[EXERCISE OBJECTIVE] Go to the line containing "For every instance of the icy" in the records below and print it and every following line exactly, on through the line containing "For every instance of the snow in", then stop.

[THE DATA]
= = = =

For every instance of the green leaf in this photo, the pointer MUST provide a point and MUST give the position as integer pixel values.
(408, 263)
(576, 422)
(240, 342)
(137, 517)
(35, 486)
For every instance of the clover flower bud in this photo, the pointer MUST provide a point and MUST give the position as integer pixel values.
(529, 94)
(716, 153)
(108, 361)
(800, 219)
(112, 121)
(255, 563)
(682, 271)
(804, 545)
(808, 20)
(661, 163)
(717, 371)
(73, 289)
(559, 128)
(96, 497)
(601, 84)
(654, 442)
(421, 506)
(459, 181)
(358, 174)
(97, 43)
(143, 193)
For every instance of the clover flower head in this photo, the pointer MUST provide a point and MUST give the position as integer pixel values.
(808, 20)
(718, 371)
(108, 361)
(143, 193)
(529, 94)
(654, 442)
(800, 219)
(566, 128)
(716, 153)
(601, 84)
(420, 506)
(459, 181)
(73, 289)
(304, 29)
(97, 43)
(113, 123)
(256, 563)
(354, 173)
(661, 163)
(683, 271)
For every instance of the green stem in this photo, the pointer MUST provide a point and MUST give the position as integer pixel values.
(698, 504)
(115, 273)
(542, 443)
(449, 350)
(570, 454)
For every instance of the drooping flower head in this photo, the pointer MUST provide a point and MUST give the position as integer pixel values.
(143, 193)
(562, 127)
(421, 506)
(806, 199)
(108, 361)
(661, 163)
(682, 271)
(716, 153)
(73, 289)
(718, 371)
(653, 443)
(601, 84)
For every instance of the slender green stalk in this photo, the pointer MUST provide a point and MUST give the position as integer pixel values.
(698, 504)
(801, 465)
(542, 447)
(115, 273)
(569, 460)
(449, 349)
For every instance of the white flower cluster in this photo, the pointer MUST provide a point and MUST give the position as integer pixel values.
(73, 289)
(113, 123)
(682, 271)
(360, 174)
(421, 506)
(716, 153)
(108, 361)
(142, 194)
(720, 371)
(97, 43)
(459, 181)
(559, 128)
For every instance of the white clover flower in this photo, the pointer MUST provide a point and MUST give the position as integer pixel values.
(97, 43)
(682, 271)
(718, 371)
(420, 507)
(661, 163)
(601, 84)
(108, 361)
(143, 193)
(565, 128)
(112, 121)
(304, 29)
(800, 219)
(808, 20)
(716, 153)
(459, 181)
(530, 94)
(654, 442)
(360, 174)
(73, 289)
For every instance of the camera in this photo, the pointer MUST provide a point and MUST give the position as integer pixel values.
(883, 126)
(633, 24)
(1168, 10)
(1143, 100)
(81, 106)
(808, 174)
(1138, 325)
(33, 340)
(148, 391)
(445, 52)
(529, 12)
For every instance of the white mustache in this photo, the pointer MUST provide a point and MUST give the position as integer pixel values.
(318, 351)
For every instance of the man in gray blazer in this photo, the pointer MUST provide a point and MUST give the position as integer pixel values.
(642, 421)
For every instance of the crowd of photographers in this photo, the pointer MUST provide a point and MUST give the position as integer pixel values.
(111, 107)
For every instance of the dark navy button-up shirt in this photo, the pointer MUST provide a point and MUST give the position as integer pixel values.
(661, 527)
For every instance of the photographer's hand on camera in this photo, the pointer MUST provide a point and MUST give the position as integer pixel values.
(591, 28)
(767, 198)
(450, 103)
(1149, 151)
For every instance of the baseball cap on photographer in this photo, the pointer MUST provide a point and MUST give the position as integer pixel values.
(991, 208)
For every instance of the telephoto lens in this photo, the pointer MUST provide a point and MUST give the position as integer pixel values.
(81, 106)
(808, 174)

= = = =

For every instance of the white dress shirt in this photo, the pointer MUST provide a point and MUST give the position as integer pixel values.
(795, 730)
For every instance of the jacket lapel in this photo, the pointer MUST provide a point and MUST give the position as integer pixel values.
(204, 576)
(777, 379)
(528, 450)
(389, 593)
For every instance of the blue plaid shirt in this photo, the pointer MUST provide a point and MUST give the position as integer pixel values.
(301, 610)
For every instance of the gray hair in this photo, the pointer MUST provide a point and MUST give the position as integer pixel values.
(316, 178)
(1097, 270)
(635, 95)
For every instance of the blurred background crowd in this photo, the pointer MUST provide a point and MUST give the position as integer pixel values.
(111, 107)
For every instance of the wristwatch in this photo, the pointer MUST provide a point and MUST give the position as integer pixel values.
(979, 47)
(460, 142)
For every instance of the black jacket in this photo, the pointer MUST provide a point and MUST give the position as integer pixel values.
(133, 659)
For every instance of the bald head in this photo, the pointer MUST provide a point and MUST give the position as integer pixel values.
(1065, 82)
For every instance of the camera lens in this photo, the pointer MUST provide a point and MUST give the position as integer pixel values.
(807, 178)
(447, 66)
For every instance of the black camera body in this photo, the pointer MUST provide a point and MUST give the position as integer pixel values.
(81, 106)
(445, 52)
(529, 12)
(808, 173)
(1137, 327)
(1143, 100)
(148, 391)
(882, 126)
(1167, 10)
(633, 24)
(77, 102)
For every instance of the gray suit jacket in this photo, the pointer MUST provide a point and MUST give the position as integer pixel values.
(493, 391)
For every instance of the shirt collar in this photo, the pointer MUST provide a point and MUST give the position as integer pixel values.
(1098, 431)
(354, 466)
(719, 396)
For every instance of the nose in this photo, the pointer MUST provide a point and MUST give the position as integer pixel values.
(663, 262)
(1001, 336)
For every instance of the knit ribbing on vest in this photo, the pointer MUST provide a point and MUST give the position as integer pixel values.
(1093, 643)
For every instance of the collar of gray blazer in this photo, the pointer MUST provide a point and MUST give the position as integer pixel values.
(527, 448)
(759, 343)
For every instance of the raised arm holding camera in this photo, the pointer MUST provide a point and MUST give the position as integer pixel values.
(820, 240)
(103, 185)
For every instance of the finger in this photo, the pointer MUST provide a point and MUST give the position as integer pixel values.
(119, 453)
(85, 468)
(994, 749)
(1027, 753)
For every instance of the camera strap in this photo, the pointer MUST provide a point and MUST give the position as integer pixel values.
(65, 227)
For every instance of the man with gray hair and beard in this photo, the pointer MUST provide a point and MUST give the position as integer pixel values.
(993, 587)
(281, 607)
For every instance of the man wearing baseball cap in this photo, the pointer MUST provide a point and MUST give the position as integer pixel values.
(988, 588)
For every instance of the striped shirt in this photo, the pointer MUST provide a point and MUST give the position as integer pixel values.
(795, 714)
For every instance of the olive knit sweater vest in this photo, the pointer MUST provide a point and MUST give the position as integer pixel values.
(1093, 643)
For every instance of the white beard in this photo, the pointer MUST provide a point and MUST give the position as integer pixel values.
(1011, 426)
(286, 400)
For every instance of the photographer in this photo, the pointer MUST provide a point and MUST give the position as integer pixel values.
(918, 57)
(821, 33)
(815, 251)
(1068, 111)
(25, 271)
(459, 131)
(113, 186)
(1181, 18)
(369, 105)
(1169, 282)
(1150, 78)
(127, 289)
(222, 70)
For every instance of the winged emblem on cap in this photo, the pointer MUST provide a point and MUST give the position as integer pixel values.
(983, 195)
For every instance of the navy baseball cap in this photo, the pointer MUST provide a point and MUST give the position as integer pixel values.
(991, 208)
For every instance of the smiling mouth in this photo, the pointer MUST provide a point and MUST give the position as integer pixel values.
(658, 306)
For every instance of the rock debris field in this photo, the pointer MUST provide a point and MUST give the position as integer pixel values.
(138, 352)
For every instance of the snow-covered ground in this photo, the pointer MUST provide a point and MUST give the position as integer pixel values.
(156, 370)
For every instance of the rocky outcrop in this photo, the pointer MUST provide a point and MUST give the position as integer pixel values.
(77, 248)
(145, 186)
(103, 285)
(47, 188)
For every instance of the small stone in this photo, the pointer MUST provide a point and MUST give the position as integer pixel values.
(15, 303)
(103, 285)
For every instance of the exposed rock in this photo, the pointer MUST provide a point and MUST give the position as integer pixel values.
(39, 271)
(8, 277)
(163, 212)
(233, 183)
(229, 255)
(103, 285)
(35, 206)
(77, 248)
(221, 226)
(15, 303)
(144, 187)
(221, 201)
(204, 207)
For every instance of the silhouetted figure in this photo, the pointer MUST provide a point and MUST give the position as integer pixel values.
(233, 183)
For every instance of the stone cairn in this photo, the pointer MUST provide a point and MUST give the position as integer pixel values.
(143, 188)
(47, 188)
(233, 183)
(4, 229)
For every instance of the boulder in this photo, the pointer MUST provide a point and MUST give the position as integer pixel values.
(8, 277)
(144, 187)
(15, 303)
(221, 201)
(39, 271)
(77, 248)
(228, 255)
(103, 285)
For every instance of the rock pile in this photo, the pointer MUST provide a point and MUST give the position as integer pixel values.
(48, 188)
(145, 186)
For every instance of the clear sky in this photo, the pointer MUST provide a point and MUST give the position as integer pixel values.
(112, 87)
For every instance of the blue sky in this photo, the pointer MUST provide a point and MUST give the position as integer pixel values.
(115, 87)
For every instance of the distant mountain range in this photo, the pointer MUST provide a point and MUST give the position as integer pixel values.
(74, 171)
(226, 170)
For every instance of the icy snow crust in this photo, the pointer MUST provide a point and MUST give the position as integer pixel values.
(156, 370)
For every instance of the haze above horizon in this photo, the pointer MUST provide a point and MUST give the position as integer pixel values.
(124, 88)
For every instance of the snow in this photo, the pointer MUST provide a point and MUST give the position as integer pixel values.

= = = =

[RESULT BELOW]
For every instance of the icy snow crust in this photo, the pointer MUST provide a point and MUST give the position as integer pixel values.
(156, 370)
For every instance of the haze above horizon in this photo, the pointer MUST provide a point and MUST give the position as integer pixel values.
(124, 88)
For every instance of the snow in this photo, the pointer MUST provide a point and MUST give the position as integer pixel values.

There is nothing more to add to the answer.